What to do |
• A. Decide whether each statement below agrees with the article on radon levels in Ireland: (i) the report gives Ireland an average annual radiation dose higher than the worldwide average; (ii) radon can be detected by its smell; (iii) radon exposure is believed to be the largest cause of lung cancer in Ireland. Answer yes or no for each, quoting the words of the article that decide it.
• B. Quote the article on radon levels in Ireland from "The report says" up to and including "cancer in Ireland.".

Document section |
•••

Radon Levels Exceed Previous Estimates

A study by Radon experts has shown Ireland's levels of the radioactive gas are up to 9% higher than previously thought.

In a report, 'Radiation Doses Received by the Irish Population' published on Monday by the Radiological Protection Institute of Ireland (RPII), the radiation dose received by the Irish population shows a 9% increase over previous estimates.

The report says the Irish population is exposed to higher levels of radiation than many other European countries, with the average annual radiation dose at 3950 microsievert, compared to 2600 in the UK, and a worldwide average of 2800.

Radon is a naturally occurring radioactive gas, which originates from the decay of uranium in rocks and soils.

It is colourless, odourless and tasteless and can only be measured using special equipment. Radon can accumulate in houses or other buildings and can sometimes reach unacceptably high concentrations, according to the Institute.

When inhaled into the lungs the particles give a radiation dose, which may damage cells in the lung and eventually lead to lung cancer. Radon exposure is believed to be the second largest cause of lung cancer in Ireland.

Fine Gael's Environment Spokesman, Phil Hogan TD, said the Government needs to act in light of the research.

•••

Data section |
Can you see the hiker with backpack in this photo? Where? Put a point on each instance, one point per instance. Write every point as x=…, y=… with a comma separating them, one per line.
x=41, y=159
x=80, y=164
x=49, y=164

•••

Task results |
• A.
(i) Yes: "the average annual radiation dose at 3950 microsievert, compared to 2600 in the UK, and a worldwide average of 2800"
(ii) No: "It is colourless, odourless and tasteless and can only be measured using special equipment."
(iii) No: "Radon exposure is believed to be the second largest cause of lung cancer in Ireland."

• B.
The report says the Irish population is exposed to higher levels of radiation than many other European countries, with the average annual radiation dose at 3950 microsievert, compared to 2600 in the UK, and a worldwide average of 2800.

Radon is a naturally occurring radioactive gas, which originates from the decay of uranium in rocks and soils.

It is colourless, odourless and tasteless and can only be measured using special equipment. Radon can accumulate in houses or other buildings and can sometimes reach unacceptably high concentrations, according to the Institute.

When inhaled into the lungs the particles give a radiation dose, which may damage cells in the lung and eventually lead to lung cancer. Radon exposure is believed to be the second largest cause of lung cancer in Ireland.